— start —
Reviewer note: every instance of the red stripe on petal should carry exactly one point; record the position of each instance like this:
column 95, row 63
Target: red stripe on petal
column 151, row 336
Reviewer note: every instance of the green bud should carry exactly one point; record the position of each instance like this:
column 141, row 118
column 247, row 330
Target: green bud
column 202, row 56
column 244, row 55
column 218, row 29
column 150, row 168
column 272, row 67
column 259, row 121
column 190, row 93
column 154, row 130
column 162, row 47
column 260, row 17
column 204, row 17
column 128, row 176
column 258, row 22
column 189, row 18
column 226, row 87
— end —
- Required task
Copy the items above line for line, with no changes.

- Written response
Reviewer note: every instance of the red stripe on petal should carry exactly one point; record the position of each instance like this:
column 95, row 63
Target: red stripe on petal
column 151, row 336
Reviewer note: every instance of the green bud should carry exactly one point; record the position of each instance like this:
column 141, row 118
column 247, row 330
Target: green bud
column 202, row 56
column 244, row 55
column 218, row 29
column 150, row 168
column 272, row 67
column 259, row 121
column 190, row 93
column 154, row 130
column 162, row 47
column 260, row 17
column 204, row 17
column 128, row 176
column 258, row 22
column 189, row 18
column 226, row 87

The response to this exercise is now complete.